# EXERCISE DIRECTIONS
Please give the records below again in full, exactly, with the images left out.

################

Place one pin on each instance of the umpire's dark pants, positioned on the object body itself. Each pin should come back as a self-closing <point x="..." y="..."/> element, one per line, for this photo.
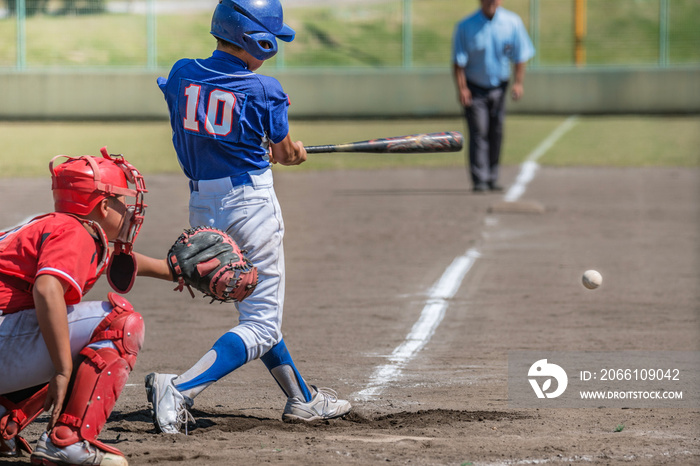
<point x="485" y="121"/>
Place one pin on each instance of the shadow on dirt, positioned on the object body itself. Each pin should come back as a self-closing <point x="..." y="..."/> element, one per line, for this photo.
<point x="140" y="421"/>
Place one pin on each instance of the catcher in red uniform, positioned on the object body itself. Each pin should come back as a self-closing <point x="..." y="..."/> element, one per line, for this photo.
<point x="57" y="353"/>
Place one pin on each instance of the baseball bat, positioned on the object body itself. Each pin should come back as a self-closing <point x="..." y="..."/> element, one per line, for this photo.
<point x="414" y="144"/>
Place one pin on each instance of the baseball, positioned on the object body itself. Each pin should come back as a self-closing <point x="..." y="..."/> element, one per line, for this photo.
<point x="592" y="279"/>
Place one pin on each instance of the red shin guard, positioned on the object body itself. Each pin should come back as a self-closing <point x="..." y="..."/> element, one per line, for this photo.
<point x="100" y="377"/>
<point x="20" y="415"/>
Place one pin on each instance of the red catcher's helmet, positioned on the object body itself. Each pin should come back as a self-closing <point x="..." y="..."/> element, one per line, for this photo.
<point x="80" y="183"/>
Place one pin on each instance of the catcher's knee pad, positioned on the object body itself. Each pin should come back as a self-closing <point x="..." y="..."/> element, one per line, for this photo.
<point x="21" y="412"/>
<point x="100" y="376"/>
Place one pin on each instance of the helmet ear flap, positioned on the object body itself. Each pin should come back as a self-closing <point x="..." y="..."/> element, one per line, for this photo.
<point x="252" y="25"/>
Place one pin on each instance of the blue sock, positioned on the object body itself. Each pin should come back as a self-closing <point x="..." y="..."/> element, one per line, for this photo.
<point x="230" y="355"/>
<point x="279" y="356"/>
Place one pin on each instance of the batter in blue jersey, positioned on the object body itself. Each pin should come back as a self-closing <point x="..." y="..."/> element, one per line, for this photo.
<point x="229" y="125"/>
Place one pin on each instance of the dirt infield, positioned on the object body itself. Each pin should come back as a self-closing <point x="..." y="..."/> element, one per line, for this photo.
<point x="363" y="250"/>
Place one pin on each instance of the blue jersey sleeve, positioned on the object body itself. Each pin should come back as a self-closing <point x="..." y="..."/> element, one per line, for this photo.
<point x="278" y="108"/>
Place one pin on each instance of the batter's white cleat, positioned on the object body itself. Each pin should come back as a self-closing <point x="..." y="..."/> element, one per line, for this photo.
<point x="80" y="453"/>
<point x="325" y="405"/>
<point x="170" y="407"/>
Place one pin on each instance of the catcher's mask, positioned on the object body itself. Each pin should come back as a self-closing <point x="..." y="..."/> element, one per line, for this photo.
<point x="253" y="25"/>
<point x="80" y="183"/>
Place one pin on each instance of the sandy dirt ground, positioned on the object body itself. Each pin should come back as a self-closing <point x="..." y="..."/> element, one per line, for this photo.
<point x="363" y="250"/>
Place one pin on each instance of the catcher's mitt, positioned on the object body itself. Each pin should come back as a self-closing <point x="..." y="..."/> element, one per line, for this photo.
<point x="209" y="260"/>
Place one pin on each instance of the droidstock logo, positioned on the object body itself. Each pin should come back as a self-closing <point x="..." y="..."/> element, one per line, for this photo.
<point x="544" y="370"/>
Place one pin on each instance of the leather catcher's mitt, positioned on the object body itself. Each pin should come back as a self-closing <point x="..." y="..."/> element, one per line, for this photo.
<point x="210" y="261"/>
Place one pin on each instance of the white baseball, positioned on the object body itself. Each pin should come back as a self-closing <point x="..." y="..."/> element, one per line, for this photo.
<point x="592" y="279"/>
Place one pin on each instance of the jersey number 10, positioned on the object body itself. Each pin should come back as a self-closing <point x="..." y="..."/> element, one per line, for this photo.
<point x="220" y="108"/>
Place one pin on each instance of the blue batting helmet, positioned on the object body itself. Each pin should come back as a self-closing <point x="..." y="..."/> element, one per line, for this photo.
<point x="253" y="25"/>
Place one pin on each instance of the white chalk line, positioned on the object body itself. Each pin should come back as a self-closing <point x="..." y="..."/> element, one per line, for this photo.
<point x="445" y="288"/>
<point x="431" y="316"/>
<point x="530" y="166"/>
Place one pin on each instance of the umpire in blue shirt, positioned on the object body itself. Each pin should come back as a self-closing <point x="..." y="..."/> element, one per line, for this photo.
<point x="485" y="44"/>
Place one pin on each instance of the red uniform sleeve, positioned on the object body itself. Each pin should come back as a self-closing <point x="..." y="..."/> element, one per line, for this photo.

################

# OUTPUT OF THE EXERCISE
Place one pin on each instance of the umpire's dark pants, positioned on the object body itself. Each pin should come back as a self-closing <point x="..." y="..."/> element, one per line, for this photo.
<point x="485" y="121"/>
Place one pin on each instance of the shadow on dirt, positioned on the object body itself. Each pin should come back as a self-closing <point x="..." y="..."/> element, one per line, for this photo.
<point x="140" y="421"/>
Place one pin on each instance of the catcher in red uniform, positioned on the object body itself. Each pin should come back as a self-closing <point x="..." y="..."/> element, one per line, for this photo.
<point x="57" y="353"/>
Place one pin on each instance of the baseball bat, positioned on the object body itself. Each pin should come back as a self-closing <point x="..." y="..."/> element, one per line, for this photo.
<point x="414" y="144"/>
Place one pin on each instance of the baseball, positioned on the object body itself. Each pin should come back as a self-closing <point x="..." y="..."/> element, one per line, for this photo.
<point x="592" y="279"/>
Place one pin on each instance of the red shin guard, positioned on the object body itself. Each pin should come back as a self-closing <point x="..." y="..."/> element, one per line, for this photo.
<point x="100" y="377"/>
<point x="20" y="415"/>
Place one pin on each instance of the red catcher's helmet, positioned on the object body itself. Each pin should come back as a self-closing <point x="..." y="..."/> element, one per line, for this photo.
<point x="80" y="183"/>
Place one pin on each instance of the catcher's knee pad, positioned on the object body itself. Each pin should come back as a self-closing <point x="..." y="..."/> element, one per line, for this photo.
<point x="21" y="412"/>
<point x="100" y="376"/>
Place one pin on each instance of the helmet ear flap, positioned on the object body itself. Each pin should come back as a self-closing <point x="..." y="..."/> element, one per line, for this photo.
<point x="252" y="25"/>
Place one pin on each instance of the blue sock, positioned on the object body itself. Each pin should come back as a self-closing <point x="..." y="..."/> element, one per line, for this photo.
<point x="230" y="355"/>
<point x="279" y="356"/>
Place one pin on each instance of the batter in blue jersey, positioned on the object body itself. Each pin should come back as a self-closing <point x="..." y="..."/> element, one per line, for this photo.
<point x="229" y="125"/>
Place one pin on each instance of the dirt infield, positioned on the object body itself. Each pin should come back as a self-closing <point x="..." y="..."/> element, one per line, for this photo.
<point x="363" y="250"/>
Place one pin on each instance of the blue jersey sleeve, positioned on the object body itself. Each pin should come back as a self-closing <point x="..." y="..."/> element, one per line, for this photo.
<point x="278" y="108"/>
Place one pin on each instance of the batter's white cleat, positioned on the object body itself. Each pin should come back as a self-closing <point x="..." y="..."/> element, one per line, for this photo.
<point x="80" y="453"/>
<point x="325" y="405"/>
<point x="170" y="407"/>
Place one pin on each instance of the catcher's mask, positioned on the object body itself. Each pin should come back as a self-closing <point x="..." y="..."/> element, one per line, for this photo.
<point x="253" y="25"/>
<point x="80" y="183"/>
Place one pin on each instance of the sandy dirt ground, positioned on the object body itself. Each pin should come back as a self-closing <point x="..." y="..."/> element, one per line, for this photo.
<point x="363" y="250"/>
Place one pin on each instance of the catcher's mitt, positioned on the object body itself. Each pin should come back as a self-closing <point x="..." y="..."/> element, one per line, for this photo.
<point x="209" y="260"/>
Place one pin on each instance of the droidstock logo, positioned on the object body itself. Each pin should come back as a self-closing <point x="..." y="..."/> element, one per line, for this photo.
<point x="544" y="370"/>
Place one pin on each instance of the leather catcher's mitt, positioned on the object body itself. Each pin should come back as a self-closing <point x="..." y="..."/> element, one per line, for this photo.
<point x="210" y="261"/>
Place one pin on each instance of the white baseball, positioned on the object body itself. Each pin should come back as a self-closing <point x="..." y="..."/> element, one per line, for this photo.
<point x="592" y="279"/>
Place one pin on each instance of the jersey number 10, positioned on the object body itself. Each pin should come back as a self-closing <point x="..." y="..."/> element, one per line, for this photo.
<point x="220" y="108"/>
Place one pin on each instance of the blue batting helmet, positioned on the object body itself. Each pin should come back as a self-closing <point x="..." y="..."/> element, one per line, for this photo.
<point x="253" y="25"/>
Place one pin on each instance of the white chalk line, positioned on the object body itself. Each pin should come back as a self-closing <point x="..." y="..."/> element, one per line, for this photo.
<point x="445" y="288"/>
<point x="431" y="316"/>
<point x="530" y="166"/>
Place one pin on each instance of the umpire in blue shirt, positioned on the object body itself. Each pin should come back as a self-closing <point x="..." y="..."/> element, one per line, for this photo.
<point x="485" y="44"/>
Place one pin on each instance of the red uniform sleeve, positioned on the object body itself. Each pin should come back as a self-closing <point x="..." y="..."/> element, one per line, for this photo.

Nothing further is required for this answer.